» EXERCISE DETAILS
Using the records below, give again exactly the lines from the line that contains "Target — deer's neck" through the line that contains "Target — green grass", both ends included, and only those.
==============================
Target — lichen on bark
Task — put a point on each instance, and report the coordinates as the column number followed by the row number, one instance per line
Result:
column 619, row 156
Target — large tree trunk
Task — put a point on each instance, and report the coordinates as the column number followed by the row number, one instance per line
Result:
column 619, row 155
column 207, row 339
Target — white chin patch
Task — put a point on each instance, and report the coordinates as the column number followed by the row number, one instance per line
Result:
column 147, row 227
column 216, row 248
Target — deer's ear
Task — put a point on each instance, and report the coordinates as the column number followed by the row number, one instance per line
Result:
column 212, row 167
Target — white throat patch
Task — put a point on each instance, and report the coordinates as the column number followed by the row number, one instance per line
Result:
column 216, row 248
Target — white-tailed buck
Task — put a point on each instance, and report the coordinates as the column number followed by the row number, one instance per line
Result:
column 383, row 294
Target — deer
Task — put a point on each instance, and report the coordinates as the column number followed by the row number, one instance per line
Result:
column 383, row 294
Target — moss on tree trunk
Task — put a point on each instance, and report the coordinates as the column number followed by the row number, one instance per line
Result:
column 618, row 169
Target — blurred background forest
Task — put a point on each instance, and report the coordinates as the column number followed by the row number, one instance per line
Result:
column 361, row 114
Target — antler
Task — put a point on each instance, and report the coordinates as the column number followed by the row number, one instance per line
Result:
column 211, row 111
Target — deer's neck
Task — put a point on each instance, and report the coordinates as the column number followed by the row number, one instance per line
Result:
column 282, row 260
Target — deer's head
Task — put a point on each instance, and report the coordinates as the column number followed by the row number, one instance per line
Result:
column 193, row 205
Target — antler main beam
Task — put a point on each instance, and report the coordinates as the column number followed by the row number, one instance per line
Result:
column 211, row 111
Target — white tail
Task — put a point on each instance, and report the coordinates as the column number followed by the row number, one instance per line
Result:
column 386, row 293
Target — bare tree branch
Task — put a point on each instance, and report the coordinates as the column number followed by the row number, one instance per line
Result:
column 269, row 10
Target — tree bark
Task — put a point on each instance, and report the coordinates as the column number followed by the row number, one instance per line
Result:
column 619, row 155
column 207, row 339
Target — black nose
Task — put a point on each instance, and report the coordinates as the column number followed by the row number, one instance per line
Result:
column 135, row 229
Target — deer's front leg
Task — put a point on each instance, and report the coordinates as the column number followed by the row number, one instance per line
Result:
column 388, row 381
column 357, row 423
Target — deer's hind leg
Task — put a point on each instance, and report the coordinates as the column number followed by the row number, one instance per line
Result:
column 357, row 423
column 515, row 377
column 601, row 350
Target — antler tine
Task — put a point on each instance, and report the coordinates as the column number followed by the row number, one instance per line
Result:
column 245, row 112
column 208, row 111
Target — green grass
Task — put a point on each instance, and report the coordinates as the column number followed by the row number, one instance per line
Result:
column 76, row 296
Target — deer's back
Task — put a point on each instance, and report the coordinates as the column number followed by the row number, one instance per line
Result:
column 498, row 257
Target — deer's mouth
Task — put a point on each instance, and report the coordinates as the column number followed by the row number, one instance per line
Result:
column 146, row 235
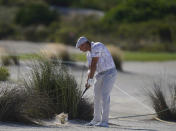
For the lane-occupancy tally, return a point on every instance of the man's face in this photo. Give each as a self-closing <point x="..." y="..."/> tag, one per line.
<point x="84" y="47"/>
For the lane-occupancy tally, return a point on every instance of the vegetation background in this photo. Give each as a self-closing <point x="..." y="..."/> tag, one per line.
<point x="135" y="25"/>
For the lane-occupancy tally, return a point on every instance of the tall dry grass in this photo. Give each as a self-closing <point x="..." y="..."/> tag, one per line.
<point x="163" y="99"/>
<point x="24" y="105"/>
<point x="54" y="80"/>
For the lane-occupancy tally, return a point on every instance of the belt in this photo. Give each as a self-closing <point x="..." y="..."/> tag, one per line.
<point x="103" y="72"/>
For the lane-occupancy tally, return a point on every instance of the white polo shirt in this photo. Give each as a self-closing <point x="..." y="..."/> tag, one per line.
<point x="105" y="61"/>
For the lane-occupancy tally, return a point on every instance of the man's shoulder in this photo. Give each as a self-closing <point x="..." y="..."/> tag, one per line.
<point x="97" y="45"/>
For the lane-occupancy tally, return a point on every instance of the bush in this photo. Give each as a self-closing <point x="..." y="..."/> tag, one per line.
<point x="117" y="56"/>
<point x="61" y="87"/>
<point x="4" y="73"/>
<point x="33" y="14"/>
<point x="163" y="100"/>
<point x="10" y="59"/>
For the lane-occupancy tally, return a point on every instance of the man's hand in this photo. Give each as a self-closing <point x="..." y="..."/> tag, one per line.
<point x="87" y="85"/>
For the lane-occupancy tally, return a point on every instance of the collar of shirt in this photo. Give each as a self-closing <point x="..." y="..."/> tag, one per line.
<point x="91" y="44"/>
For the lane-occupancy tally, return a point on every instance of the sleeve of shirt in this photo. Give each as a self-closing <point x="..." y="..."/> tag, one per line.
<point x="97" y="51"/>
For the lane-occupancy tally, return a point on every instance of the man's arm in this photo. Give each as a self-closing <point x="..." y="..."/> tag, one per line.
<point x="92" y="69"/>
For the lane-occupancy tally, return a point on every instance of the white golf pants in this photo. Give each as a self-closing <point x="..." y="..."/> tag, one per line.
<point x="102" y="88"/>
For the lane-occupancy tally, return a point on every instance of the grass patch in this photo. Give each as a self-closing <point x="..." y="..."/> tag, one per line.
<point x="54" y="80"/>
<point x="29" y="56"/>
<point x="162" y="97"/>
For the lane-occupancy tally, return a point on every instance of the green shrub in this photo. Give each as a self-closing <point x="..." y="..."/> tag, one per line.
<point x="33" y="14"/>
<point x="54" y="80"/>
<point x="4" y="73"/>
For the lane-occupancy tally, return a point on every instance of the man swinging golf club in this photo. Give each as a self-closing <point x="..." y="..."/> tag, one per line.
<point x="101" y="64"/>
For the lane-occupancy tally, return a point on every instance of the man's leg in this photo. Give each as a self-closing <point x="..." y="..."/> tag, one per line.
<point x="109" y="81"/>
<point x="97" y="100"/>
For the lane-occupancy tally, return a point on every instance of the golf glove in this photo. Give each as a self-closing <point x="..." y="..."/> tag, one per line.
<point x="90" y="82"/>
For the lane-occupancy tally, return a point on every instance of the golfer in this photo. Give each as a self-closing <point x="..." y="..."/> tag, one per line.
<point x="101" y="65"/>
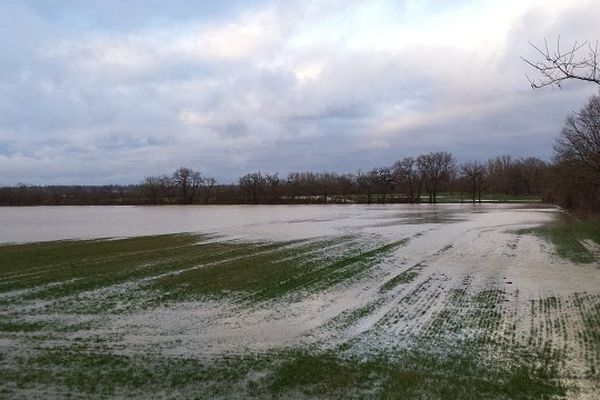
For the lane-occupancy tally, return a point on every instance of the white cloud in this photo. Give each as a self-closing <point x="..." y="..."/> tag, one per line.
<point x="276" y="84"/>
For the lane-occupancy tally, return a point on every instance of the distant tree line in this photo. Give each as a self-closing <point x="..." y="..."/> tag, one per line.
<point x="430" y="177"/>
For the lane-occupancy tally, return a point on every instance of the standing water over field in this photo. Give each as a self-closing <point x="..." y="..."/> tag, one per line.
<point x="277" y="222"/>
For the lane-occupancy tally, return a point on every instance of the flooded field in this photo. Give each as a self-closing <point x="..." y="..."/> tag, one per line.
<point x="399" y="301"/>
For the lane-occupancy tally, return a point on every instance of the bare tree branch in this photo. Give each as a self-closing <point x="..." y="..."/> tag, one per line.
<point x="579" y="62"/>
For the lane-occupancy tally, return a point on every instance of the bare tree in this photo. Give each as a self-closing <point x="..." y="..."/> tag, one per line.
<point x="188" y="181"/>
<point x="474" y="171"/>
<point x="365" y="183"/>
<point x="579" y="62"/>
<point x="435" y="169"/>
<point x="406" y="174"/>
<point x="579" y="142"/>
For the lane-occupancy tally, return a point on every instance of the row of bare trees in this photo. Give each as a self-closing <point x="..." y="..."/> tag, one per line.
<point x="423" y="178"/>
<point x="429" y="177"/>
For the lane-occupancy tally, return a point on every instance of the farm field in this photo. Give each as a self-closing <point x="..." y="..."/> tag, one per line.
<point x="391" y="302"/>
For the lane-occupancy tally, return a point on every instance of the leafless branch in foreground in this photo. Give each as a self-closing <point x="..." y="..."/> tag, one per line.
<point x="579" y="62"/>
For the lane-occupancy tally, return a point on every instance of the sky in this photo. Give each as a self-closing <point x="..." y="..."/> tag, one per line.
<point x="111" y="91"/>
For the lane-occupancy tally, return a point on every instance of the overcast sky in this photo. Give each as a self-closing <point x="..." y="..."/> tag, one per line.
<point x="111" y="91"/>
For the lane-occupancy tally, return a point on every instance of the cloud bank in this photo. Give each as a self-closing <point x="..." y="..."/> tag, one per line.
<point x="110" y="91"/>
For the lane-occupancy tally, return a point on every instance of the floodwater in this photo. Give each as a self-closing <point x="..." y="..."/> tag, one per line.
<point x="467" y="264"/>
<point x="276" y="222"/>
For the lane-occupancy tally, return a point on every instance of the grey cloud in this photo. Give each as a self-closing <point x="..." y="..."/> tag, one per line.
<point x="141" y="94"/>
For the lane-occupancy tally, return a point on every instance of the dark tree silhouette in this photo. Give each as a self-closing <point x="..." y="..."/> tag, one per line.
<point x="578" y="62"/>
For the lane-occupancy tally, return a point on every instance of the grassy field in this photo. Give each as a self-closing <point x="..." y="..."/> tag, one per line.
<point x="74" y="321"/>
<point x="570" y="235"/>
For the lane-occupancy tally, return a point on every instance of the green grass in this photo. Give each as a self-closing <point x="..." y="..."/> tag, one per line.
<point x="567" y="234"/>
<point x="283" y="374"/>
<point x="58" y="348"/>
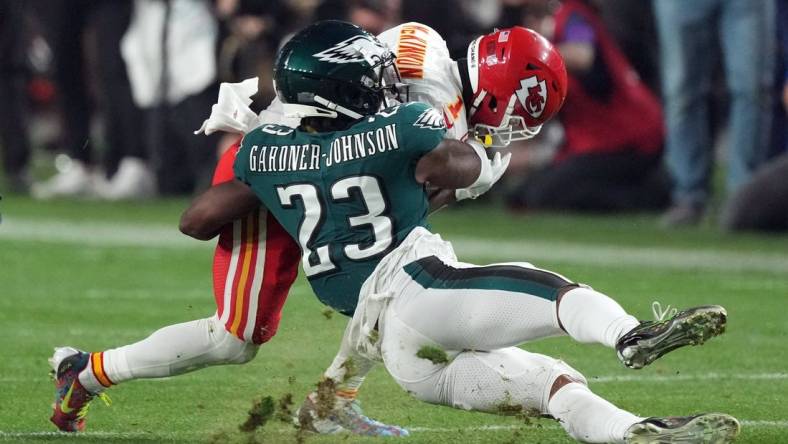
==============================
» TASK SOLUTION
Target — deer's neck
Task — put a point on each instance, and report the coordinates as the column number followed by the row number, one instance per line
Result:
column 282, row 260
Target — deer's head
Task — put a point on each instance, and report the coordinates as the column number followed by the row number, one instance per line
Result:
column 193, row 205
Target — antler main beam
Task — put a point on each instance, and report the coordinates as the column number followed by the row number, one instance per line
Result:
column 211, row 111
Target — white tail
Task — put a point on each instance, and report the coordinates as the column number followed by the row number, one instance per line
Result:
column 386, row 293
Target — bare tree branch
Task — put a point on each instance, and report the coordinates as the column number followed by the row number, one instance per line
Result:
column 269, row 10
Target — tree bark
Task — put a point on each instance, and report the coordinates as the column number followed by the row number, one instance per line
Result:
column 619, row 155
column 207, row 339
Target — black nose
Task — put a point on each instance, and report the coordinates as the column number followed by the row number, one instance per line
Result:
column 135, row 229
Target — deer's front leg
Task — put a point on each instance, and report the coordinates as the column number followed by the row number, one instance per line
Result:
column 388, row 381
column 357, row 423
Target — deer's hind leg
Task — put a point on each instance, and report the coordinates as the column number followed by the row number, one instance per line
Result:
column 357, row 423
column 515, row 377
column 601, row 350
Target — antler tine
Task — put a point on each instance, and report the coordinates as the column number followed by the row number, one instance per line
Result:
column 245, row 112
column 208, row 111
Target — green grass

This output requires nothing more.